### Exercise details
Look for the string "field" in the material below. Copy every line where you find it.

### Exercise inputs
........

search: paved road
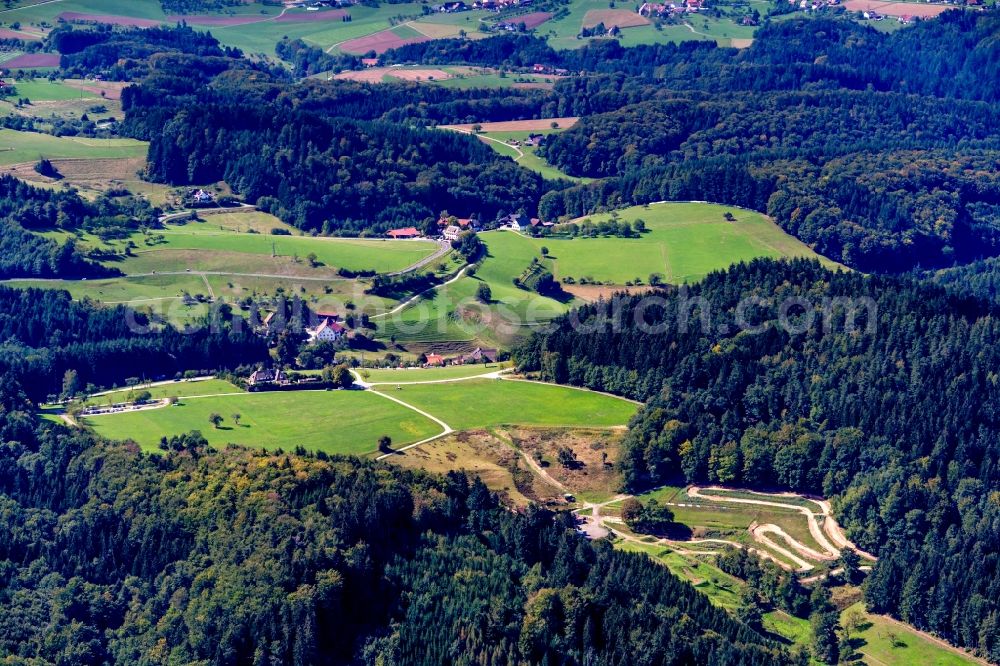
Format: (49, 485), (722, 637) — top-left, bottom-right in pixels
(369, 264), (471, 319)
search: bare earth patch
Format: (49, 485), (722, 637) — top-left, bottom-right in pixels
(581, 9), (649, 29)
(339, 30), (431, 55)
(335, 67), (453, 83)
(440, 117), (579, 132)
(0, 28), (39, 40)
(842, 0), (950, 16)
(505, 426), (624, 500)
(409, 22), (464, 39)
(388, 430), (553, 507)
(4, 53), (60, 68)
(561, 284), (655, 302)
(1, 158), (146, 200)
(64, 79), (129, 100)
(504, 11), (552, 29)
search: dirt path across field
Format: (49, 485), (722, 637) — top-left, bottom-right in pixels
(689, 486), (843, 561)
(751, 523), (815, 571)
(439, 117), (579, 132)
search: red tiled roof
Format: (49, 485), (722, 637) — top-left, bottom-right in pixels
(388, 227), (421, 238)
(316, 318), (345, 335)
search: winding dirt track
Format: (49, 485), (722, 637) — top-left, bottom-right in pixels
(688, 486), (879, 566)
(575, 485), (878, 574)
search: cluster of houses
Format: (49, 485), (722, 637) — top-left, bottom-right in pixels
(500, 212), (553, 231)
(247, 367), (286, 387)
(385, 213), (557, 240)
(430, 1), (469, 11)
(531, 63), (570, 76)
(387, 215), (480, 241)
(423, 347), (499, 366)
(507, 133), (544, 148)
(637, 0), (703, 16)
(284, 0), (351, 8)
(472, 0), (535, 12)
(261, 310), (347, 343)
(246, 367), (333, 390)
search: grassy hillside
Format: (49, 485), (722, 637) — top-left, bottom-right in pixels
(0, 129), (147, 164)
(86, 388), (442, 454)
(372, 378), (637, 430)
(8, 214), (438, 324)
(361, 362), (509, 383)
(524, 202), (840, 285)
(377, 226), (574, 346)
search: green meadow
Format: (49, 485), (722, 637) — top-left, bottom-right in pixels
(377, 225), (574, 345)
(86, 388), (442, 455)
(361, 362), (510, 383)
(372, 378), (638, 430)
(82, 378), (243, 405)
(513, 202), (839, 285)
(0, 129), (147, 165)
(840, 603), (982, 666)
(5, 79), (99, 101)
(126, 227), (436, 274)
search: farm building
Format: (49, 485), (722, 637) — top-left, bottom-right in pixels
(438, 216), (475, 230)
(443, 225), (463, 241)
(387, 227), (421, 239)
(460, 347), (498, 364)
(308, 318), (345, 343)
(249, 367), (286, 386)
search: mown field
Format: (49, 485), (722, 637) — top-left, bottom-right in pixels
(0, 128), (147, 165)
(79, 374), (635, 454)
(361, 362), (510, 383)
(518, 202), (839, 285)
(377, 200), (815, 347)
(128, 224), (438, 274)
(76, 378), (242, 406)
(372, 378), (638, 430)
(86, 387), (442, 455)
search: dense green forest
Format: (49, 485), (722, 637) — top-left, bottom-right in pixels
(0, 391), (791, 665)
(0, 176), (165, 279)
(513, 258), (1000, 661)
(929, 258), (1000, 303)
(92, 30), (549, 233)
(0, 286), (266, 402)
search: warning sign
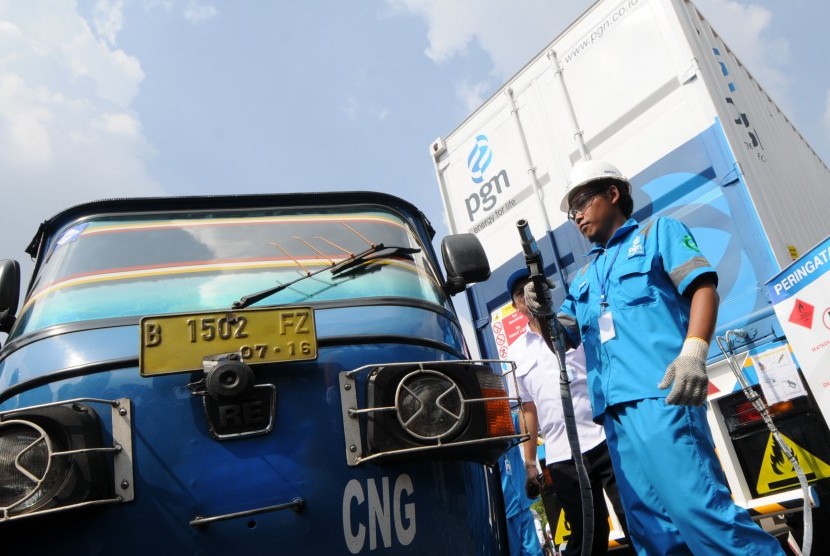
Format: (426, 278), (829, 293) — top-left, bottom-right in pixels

........

### Output of the exercise
search: dirt path across field
search: mown field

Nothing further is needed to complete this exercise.